Isaac Asimov was born in Petrovichi, Russia, on January 2, 1920. His family emigrated to the United States in 1923 and settled in Brooklyn, New York, where they owned and operated a candy store. Asimov became a naturalized U.S. citizen at the age of eight. As a youngster he discovered his talent for writing, producing his first original fiction at the age of eleven. He went on to become one of the world's most prolific writers, publishing nearly 500 books in his lifetime.

Asimov was not only a writer; he also was a biochemist and an educator. He studied chemistry at Columbia University, earning a B.S., M.A. and Ph.D. In 1951, Asimov accepted a position as an instructor of biochemistry at Boston University's School of Medicine even though he had no practical experience in the field. His exceptional intelligence enabled him to master new systems rapidly, and he soon became a successful and distinguished professor at Columbia and even co-authored a biochemistry textbook within a few years.

Asimov won numerous awards and honors for his books and stories, and he is considered to be a leading writer of the Golden Age of science fiction. While he did not invent science fiction, he helped to legitimize it by adding the narrative structure that had been missing from the traditional science fiction books of the period. He also introduced several innovative concepts, including the thematic concern for technological progress and its impact on humanity.

Asimov is probably best known for his Foundation series, which includes Foundation, Foundation and Empire, and Second Foundation. In 1966, this trilogy won the Hugo award for best all-time science fiction series. In 1983, Asimov wrote an additional Foundation novel, Foundation's Edge, which won the Hugo for best novel of that year. Asimov also wrote a series of robot books that included I, Robot, and eventually he tied the two series together. He won three additional Hugos, including one awarded posthumously for the best non-fiction book of 1995, I. Asimov. "Nightfall" was chosen the best science fiction story of all time by the Science Fiction Writers of America.

In 1979, Asimov wrote his autobiography, In Memory Yet Green. He continued writing until just a few years before his death from heart and kidney failure on April 6, 1992.

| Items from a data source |
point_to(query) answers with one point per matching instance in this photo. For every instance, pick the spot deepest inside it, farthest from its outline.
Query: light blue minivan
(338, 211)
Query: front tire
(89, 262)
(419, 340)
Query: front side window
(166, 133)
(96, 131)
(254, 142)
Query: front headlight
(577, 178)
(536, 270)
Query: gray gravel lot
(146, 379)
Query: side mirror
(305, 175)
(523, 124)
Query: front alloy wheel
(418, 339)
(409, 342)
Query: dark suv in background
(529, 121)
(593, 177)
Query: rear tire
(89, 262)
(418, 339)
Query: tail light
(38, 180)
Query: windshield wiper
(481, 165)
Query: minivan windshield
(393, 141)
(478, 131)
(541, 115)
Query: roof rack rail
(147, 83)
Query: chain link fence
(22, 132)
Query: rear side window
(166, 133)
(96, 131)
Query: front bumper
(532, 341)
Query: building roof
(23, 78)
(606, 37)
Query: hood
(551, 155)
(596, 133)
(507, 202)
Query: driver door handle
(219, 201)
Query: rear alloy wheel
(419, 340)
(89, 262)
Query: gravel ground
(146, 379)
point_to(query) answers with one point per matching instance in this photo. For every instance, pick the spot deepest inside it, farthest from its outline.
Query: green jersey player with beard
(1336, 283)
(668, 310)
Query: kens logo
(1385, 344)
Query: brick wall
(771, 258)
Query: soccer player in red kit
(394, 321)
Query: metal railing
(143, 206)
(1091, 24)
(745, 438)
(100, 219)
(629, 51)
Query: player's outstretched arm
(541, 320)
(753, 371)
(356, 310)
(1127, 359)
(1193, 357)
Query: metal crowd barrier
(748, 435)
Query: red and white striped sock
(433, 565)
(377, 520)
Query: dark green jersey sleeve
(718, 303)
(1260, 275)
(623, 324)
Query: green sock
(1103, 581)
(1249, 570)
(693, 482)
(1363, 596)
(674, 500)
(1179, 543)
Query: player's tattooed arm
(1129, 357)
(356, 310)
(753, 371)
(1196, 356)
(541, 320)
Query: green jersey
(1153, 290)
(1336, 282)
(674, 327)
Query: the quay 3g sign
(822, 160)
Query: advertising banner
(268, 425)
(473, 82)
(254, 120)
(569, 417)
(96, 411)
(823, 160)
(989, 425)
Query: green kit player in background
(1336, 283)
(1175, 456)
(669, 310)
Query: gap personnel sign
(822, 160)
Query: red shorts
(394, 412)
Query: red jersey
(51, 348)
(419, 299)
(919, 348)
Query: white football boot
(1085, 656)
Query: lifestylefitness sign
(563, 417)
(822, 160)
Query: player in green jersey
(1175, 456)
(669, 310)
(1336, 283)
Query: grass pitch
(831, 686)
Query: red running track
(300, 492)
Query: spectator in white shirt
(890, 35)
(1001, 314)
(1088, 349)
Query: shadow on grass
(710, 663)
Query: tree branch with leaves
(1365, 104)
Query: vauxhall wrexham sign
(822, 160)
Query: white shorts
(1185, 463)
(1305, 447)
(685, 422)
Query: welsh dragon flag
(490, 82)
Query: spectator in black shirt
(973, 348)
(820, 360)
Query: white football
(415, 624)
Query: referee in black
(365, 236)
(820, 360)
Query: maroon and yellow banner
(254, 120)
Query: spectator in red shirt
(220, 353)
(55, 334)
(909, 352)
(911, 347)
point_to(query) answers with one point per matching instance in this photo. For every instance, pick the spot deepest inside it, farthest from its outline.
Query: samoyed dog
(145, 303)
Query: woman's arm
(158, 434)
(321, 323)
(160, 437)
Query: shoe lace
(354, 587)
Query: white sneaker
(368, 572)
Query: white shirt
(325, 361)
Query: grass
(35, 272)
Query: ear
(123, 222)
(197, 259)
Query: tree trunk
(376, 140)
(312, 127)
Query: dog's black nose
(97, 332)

| Problem set |
a. From the Asimov biography, extract the passage between "Asimov is probably" and "Writers of America.", inclusive.
b. Name every book title mentioned in the Asimov biography.
c. According to the Asimov biography, how did Asimov help legitimize science fiction even though he did not invent it?

| Solutions to the problems |
a.
Asimov is probably best known for his Foundation series, which includes Foundation, Foundation and Empire, and Second Foundation. In 1966, this trilogy won the Hugo award for best all-time science fiction series. In 1983, Asimov wrote an additional Foundation novel, Foundation's Edge, which won the Hugo for best novel of that year. Asimov also wrote a series of robot books that included I, Robot, and eventually he tied the two series together. He won three additional Hugos, including one awarded posthumously for the best non-fiction book of 1995, I. Asimov. "Nightfall" was chosen the best science fiction story of all time by the Science Fiction Writers of America.

b. Foundation; Foundation and Empire; Second Foundation; Foundation's Edge; I, Robot; I. Asimov; In Memory Yet Green

c. He added the narrative structure that had been missing from the traditional science fiction books of the period.